• The records:
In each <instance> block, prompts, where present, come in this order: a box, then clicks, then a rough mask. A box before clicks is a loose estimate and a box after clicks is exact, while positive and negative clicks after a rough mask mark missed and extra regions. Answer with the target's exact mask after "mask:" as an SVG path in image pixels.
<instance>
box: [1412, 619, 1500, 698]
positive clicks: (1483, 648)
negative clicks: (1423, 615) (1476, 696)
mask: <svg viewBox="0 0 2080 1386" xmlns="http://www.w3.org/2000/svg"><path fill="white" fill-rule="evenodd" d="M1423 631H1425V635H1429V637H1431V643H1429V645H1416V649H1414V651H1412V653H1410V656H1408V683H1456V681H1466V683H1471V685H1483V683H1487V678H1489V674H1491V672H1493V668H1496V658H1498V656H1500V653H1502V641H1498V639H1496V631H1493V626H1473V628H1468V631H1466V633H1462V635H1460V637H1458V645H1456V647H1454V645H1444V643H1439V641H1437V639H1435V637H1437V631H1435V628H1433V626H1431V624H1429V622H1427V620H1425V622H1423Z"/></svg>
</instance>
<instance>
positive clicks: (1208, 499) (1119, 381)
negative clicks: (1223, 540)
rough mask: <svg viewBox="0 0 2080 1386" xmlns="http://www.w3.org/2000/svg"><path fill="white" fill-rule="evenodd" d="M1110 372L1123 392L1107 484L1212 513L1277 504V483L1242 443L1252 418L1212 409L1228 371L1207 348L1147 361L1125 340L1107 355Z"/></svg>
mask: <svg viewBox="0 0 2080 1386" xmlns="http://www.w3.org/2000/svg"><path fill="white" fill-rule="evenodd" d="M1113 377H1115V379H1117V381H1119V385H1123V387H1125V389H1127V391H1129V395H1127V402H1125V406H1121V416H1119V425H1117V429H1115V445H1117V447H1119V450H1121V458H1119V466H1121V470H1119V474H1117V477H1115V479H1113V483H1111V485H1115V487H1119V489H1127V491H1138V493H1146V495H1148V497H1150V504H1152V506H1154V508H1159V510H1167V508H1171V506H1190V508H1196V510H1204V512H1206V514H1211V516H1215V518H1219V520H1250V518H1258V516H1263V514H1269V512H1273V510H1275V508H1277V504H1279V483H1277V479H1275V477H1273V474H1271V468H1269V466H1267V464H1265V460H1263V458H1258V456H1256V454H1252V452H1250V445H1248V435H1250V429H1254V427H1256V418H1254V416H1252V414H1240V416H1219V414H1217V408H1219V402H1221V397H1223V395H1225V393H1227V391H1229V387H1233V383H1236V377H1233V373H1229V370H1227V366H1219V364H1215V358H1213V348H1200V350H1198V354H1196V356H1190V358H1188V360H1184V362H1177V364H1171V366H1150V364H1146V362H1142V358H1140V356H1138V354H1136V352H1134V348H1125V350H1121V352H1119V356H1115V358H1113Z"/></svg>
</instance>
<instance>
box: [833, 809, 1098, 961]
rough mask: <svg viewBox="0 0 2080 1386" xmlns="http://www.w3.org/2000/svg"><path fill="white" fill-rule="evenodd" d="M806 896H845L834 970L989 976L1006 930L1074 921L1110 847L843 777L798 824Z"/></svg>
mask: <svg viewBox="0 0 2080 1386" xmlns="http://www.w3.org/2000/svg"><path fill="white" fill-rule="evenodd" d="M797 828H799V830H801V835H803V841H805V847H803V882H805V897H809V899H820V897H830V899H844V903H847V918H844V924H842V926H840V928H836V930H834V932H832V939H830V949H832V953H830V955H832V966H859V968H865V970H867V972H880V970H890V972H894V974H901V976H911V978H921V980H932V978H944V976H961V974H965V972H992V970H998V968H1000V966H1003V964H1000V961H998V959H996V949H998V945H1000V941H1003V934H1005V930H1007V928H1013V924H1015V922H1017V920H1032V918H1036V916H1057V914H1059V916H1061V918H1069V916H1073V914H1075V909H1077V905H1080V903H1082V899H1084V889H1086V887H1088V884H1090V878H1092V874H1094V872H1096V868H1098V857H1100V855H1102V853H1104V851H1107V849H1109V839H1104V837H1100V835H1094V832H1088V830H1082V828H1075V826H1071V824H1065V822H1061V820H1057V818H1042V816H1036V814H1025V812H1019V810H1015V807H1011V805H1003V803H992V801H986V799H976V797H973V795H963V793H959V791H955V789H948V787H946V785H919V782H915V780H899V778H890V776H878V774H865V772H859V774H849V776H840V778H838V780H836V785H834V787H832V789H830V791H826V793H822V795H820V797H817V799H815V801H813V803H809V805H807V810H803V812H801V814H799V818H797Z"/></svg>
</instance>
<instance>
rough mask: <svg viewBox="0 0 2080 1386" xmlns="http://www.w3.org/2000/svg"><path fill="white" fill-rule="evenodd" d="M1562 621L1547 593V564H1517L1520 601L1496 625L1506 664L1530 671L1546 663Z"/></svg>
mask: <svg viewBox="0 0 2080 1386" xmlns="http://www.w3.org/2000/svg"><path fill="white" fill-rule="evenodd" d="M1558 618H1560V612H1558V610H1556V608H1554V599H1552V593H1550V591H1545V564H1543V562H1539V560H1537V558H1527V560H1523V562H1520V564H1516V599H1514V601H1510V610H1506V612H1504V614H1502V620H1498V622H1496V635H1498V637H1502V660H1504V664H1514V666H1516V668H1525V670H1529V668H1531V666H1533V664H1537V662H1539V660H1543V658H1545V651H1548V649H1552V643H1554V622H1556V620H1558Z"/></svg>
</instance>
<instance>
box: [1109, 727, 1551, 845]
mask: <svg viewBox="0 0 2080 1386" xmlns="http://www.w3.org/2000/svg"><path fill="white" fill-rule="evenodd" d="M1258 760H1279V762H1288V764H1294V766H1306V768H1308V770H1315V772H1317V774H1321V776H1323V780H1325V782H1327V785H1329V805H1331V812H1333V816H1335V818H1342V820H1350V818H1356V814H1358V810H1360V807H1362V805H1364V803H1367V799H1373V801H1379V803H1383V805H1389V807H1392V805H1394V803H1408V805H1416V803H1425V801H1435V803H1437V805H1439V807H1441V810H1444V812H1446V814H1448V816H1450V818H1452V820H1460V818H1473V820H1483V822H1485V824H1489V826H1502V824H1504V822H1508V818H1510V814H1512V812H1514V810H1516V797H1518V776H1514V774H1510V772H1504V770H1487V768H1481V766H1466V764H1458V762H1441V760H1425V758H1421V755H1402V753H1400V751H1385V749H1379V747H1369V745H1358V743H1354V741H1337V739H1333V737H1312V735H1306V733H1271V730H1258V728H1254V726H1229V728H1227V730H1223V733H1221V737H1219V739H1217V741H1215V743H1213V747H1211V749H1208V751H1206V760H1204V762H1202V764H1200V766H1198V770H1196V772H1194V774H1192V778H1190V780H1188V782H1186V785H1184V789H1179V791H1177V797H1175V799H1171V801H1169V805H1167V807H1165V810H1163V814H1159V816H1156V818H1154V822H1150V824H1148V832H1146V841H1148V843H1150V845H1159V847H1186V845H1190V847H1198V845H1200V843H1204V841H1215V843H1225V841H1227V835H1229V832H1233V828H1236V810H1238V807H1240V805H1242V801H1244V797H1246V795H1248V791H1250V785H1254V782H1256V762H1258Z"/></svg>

• Instructions to follow: Output every record without changing any wording.

• Response area:
In each <instance> block, prompts, where present, come in this order: a box, then clicks, then a rough mask. A box before clicks is a loose estimate and a box after clicks is exact, while positive and negative clicks after a rough mask mark missed and extra regions. Answer with the target's exact mask after "mask:" as an SVG path in image pixels.
<instance>
box: [1412, 619, 1500, 698]
positive clicks: (1483, 648)
negative clicks: (1423, 615) (1476, 696)
mask: <svg viewBox="0 0 2080 1386" xmlns="http://www.w3.org/2000/svg"><path fill="white" fill-rule="evenodd" d="M1423 631H1425V635H1429V637H1431V643H1429V645H1416V649H1414V651H1412V653H1410V656H1408V683H1456V681H1466V683H1471V685H1483V683H1487V678H1489V674H1491V672H1493V668H1496V658H1498V656H1500V653H1502V641H1498V639H1496V631H1493V626H1473V628H1468V631H1466V633H1462V635H1460V637H1458V645H1456V647H1454V645H1444V643H1439V641H1437V639H1435V637H1437V631H1435V628H1433V626H1431V624H1429V622H1427V620H1425V622H1423Z"/></svg>
</instance>
<instance>
positive clicks: (1208, 499) (1119, 381)
negative clicks: (1223, 540)
rough mask: <svg viewBox="0 0 2080 1386" xmlns="http://www.w3.org/2000/svg"><path fill="white" fill-rule="evenodd" d="M1110 372L1123 392L1107 484L1212 513L1277 504V483L1242 443L1252 418L1212 409L1228 371L1207 348L1147 361L1125 340L1107 355Z"/></svg>
mask: <svg viewBox="0 0 2080 1386" xmlns="http://www.w3.org/2000/svg"><path fill="white" fill-rule="evenodd" d="M1113 377H1115V379H1117V381H1119V385H1123V387H1125V389H1127V391H1129V395H1127V402H1125V406H1121V416H1119V425H1117V429H1115V445H1117V447H1119V450H1121V458H1119V466H1121V470H1119V474H1117V477H1115V479H1113V483H1111V485H1115V487H1119V489H1127V491H1138V493H1146V495H1148V497H1150V504H1152V506H1154V508H1159V510H1167V508H1171V506H1190V508H1196V510H1204V512H1206V514H1211V516H1215V518H1219V520H1250V518H1258V516H1263V514H1269V512H1273V510H1275V508H1277V504H1279V483H1277V479H1275V477H1273V474H1271V468H1269V466H1267V464H1265V460H1263V458H1258V456H1256V454H1252V452H1250V445H1248V435H1250V429H1254V427H1256V418H1254V416H1252V414H1240V416H1219V414H1217V408H1219V402H1221V397H1223V395H1225V393H1227V391H1229V387H1233V383H1236V377H1233V373H1229V370H1227V366H1219V364H1215V358H1213V348H1200V350H1198V354H1196V356H1190V358H1188V360H1184V362H1177V364H1171V366H1150V364H1146V362H1142V358H1140V356H1138V354H1136V352H1134V348H1125V350H1121V352H1119V356H1115V358H1113Z"/></svg>
</instance>
<instance>
box: [833, 809, 1098, 961]
rough mask: <svg viewBox="0 0 2080 1386" xmlns="http://www.w3.org/2000/svg"><path fill="white" fill-rule="evenodd" d="M806 896H845L834 970L989 976L1006 930L1074 921L1110 847L843 777L798 824Z"/></svg>
mask: <svg viewBox="0 0 2080 1386" xmlns="http://www.w3.org/2000/svg"><path fill="white" fill-rule="evenodd" d="M797 828H799V830H801V835H803V841H805V847H803V882H805V897H809V899H820V897H830V899H844V903H847V918H844V924H842V926H840V928H836V930H834V932H832V939H830V949H832V953H830V955H832V966H859V968H865V970H867V972H880V970H890V972H894V974H901V976H911V978H921V980H932V978H944V976H961V974H965V972H992V970H998V968H1000V966H1003V964H1000V961H998V959H996V949H998V945H1000V941H1003V934H1005V930H1007V928H1013V924H1015V922H1017V920H1032V918H1036V916H1057V914H1059V916H1061V918H1069V916H1073V914H1075V909H1077V905H1080V903H1082V899H1084V889H1086V887H1088V884H1090V878H1092V874H1094V872H1096V868H1098V857H1100V855H1102V853H1104V851H1107V849H1109V839H1104V837H1100V835H1094V832H1088V830H1082V828H1075V826H1071V824H1065V822H1061V820H1057V818H1042V816H1036V814H1025V812H1019V810H1015V807H1011V805H1003V803H992V801H986V799H976V797H973V795H963V793H959V791H955V789H948V787H946V785H919V782H915V780H899V778H890V776H878V774H865V772H859V774H849V776H840V778H838V780H836V785H834V787H832V789H830V791H826V793H822V795H820V797H817V799H815V801H813V803H809V805H807V810H803V812H801V814H799V818H797Z"/></svg>
</instance>
<instance>
rough mask: <svg viewBox="0 0 2080 1386" xmlns="http://www.w3.org/2000/svg"><path fill="white" fill-rule="evenodd" d="M1562 621L1547 593V564H1517L1520 601L1496 625L1506 664L1530 671L1546 663Z"/></svg>
mask: <svg viewBox="0 0 2080 1386" xmlns="http://www.w3.org/2000/svg"><path fill="white" fill-rule="evenodd" d="M1558 618H1560V612H1558V610H1556V608H1554V599H1552V593H1550V591H1545V564H1543V562H1539V560H1537V558H1527V560H1523V562H1520V564H1516V599H1514V601H1510V610H1506V612H1504V614H1502V620H1498V622H1496V635H1498V637H1502V660H1504V664H1514V666H1516V668H1525V670H1529V668H1531V666H1533V664H1537V662H1539V660H1543V658H1545V651H1548V649H1552V643H1554V622H1556V620H1558Z"/></svg>
</instance>
<instance>
box: [1109, 727, 1551, 845]
mask: <svg viewBox="0 0 2080 1386" xmlns="http://www.w3.org/2000/svg"><path fill="white" fill-rule="evenodd" d="M1258 760H1279V762H1288V764H1294V766H1306V768H1308V770H1315V772H1317V774H1321V776H1323V780H1325V782H1327V785H1329V805H1331V812H1333V816H1335V818H1342V820H1350V818H1356V814H1358V810H1360V807H1362V805H1364V803H1367V799H1373V801H1379V803H1383V805H1389V807H1392V805H1394V803H1408V805H1416V803H1425V801H1435V803H1437V805H1439V807H1441V810H1444V812H1446V814H1448V816H1450V818H1452V820H1460V818H1473V820H1483V822H1485V824H1489V826H1502V824H1504V822H1508V818H1510V814H1512V812H1514V810H1516V797H1518V776H1514V774H1510V772H1504V770H1487V768H1481V766H1466V764H1458V762H1441V760H1425V758H1421V755H1402V753H1400V751H1385V749H1379V747H1369V745H1358V743H1354V741H1337V739H1333V737H1312V735H1306V733H1271V730H1258V728H1254V726H1229V728H1227V730H1223V733H1221V737H1219V739H1217V741H1215V743H1213V747H1211V749H1208V751H1206V760H1204V762H1202V764H1200V766H1198V770H1196V772H1194V774H1192V778H1190V780H1188V782H1186V785H1184V789H1179V791H1177V797H1175V799H1171V801H1169V805H1167V807H1165V810H1163V814H1159V816H1156V818H1154V822H1150V824H1148V832H1146V841H1148V843H1150V845H1159V847H1186V845H1190V847H1198V845H1200V843H1204V841H1215V843H1225V841H1227V835H1229V832H1233V828H1236V810H1238V807H1240V805H1242V801H1244V797H1246V795H1248V791H1250V785H1254V782H1256V762H1258Z"/></svg>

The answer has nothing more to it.